Gezeigter Text:
■ ■ ■ ■ ■ ■ ■
70 Prozent können gespart werden

Der Preis für die neuartige Wasserversorgung bewegt sich zwischen 3500 bis 6000 Euro – abhängig von der Ausgestaltung. In ihrem 2000 Quadratmeter großen Mustergarten direkt hinter dem Firmengebäude von Jung Electronic würde Sailer mit einem der üblichen Zeitschaltsysteme 66 000 Liter Wasser im Jahr verbrauchen – mit dem von ihr entwickelten System sind nur 19 000 Liter nötig, eine Ersparnis von 70 Prozent. Zwar sind Zeitschaltsysteme billiger – doch der wohl steigende Wasserpreis spricht für das neue System, das auch Lecks meldet.
■ ■ ■ ■ ■ ■ ■
Gezeigtes Material:
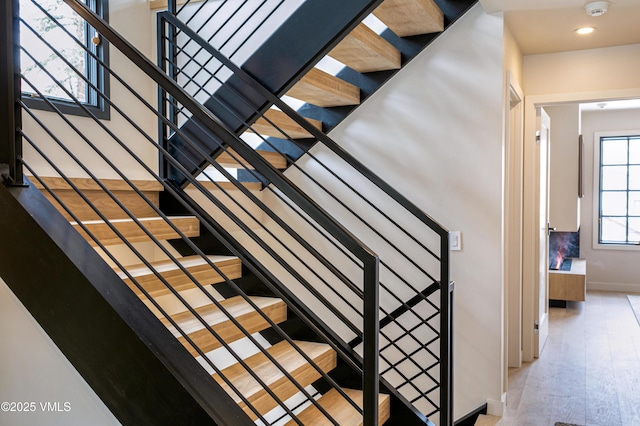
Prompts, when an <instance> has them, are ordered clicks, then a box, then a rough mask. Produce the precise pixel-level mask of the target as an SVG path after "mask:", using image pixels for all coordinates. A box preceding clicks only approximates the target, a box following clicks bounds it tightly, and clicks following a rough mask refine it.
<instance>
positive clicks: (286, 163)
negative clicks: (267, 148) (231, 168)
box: [216, 148, 287, 169]
mask: <svg viewBox="0 0 640 426" xmlns="http://www.w3.org/2000/svg"><path fill="white" fill-rule="evenodd" d="M256 152H257V153H258V154H260V155H261V156H262V158H264V159H265V160H267V162H269V163H270V164H271V165H272V166H273V167H275V168H276V169H286V168H287V159H286V158H285V157H284V156H283V155H281V154H278V153H277V152H273V151H262V150H256ZM235 158H238V159H239V160H240V161H241V162H242V163H243V164H244V165H243V164H241V163H239V162H238V161H237V160H236V159H235ZM216 161H217V162H218V163H219V164H220V165H222V166H224V167H229V168H242V169H248V168H251V165H250V164H248V163H247V162H245V161H244V160H243V159H242V157H241V156H240V155H239V154H238V153H236V151H235V150H233V149H231V148H227V150H226V151H223V152H222V153H221V154H220V155H218V156H217V157H216Z"/></svg>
■ ■ ■ ■ ■ ■ ■
Aufgaben:
**1.** Wie viele Liter Wasser sind laut dem Text zur sparsamen Gartenbewässerung mit Sailers eigenem System im Mustergarten pro Jahr nötig?
**2.** Knüpfe an den Text zur sparsamen Gartenbewässerung an und schreibe ihn nach seinem letzten Satz weiter.

Lösungen:
**1.** 19 000 Liter

**2.**
Zwar können auch Privatleute Kunden von Hide and Grow werden, in aller Regel aber dürften Landschaftsgärtner eine solche Anlage installieren: in Gärten oder auf kommunalen Rasenflächen. Interesse zeigen offenbar auch Hotels und Baumschulen. In Deutschland wurden bisher 30 Anlagen installiert, Interessenten aus dem Ausland gibt es bereits. An den Sensoren wird weiter getüftelt. Ziel ist, sie so verlegen zu können, dass sie nicht als Stolperfallen aus der Erde herausragen – wichtig etwa für Sportplätze. „Generell ist eine Produktentwicklung für mich nie beendet“, meint Sailer.

Optimistischer Blick auf den Sommer

Mit Blick auf die Sommersaison zeigt sie sich zuversichtlich, dass ihre wassersparende und effiziente Bewässerungslösung „im Markt ankommen wird“. Vorstellen kann sich die Gründerin, später weitere Beschäftigte einzustellen: im Büro, im Marketing, aber auch für die Steigerung des Bekanntheitsgrads in den sozialen Medien. Dann wird das Büro in ihrem mintgrünen Gartenhaus neben dem Mustergarten wohl etwas zu klein. Doch zunächst lockt das Ausland: „Im Mai bin ich bei einer Delegationsreise in Südafrika“, sagt Sailer – und natürlich geht es dabei um den Umgang mit Wasser.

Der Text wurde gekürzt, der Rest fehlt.